* **WORK INSTRUCTION**
Only the lines from the one with "Target: cat's right ear" to the end of the listing below should be set down, exactly as written and without any pictures.

* **ENTRIES PROVIDED**
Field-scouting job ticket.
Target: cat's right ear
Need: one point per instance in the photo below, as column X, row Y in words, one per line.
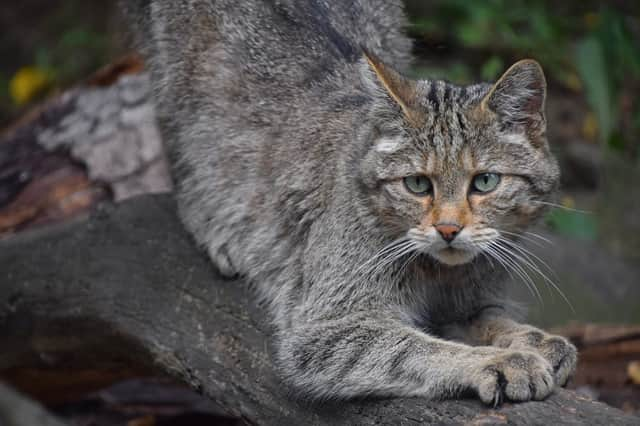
column 401, row 90
column 518, row 97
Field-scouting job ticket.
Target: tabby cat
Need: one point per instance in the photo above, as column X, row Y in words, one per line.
column 374, row 214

* **EXPECTED ANSWER**
Target: cat's right ear
Need: one point per instance in the photo below, as column X, row Y in words, one per line.
column 401, row 90
column 518, row 97
Field-scouting job ticket.
Target: tabby cat
Need: one point per instance in the photo above, as column X, row Y in words, one per line.
column 374, row 214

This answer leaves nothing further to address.